-- begin --

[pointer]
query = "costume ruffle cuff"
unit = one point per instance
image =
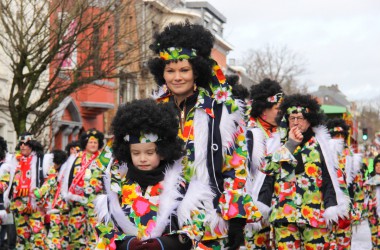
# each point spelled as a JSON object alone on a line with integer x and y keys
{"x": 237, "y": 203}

-- end --
-- begin --

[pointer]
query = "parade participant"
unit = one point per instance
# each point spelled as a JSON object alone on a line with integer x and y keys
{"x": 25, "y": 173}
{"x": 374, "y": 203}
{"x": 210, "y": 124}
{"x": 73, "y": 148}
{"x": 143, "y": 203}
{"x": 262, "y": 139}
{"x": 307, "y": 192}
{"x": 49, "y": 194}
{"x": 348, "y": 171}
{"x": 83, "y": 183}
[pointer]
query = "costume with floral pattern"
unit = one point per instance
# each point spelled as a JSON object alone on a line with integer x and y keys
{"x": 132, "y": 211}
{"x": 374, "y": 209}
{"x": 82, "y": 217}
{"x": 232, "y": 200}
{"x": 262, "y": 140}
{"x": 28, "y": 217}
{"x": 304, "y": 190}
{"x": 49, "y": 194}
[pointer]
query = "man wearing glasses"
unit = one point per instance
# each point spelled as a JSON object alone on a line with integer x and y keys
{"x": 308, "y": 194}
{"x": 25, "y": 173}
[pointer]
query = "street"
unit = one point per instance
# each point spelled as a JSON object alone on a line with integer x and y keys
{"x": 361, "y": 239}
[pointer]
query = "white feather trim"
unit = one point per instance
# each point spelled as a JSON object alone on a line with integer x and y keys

-- end --

● **EXERCISE DIRECTIONS**
Show every line of the records above that contains the word "costume", matching its case exactly.

● **FINAL ANSWER**
query = "costume ruffle cuff"
query = "costume with floral pattern"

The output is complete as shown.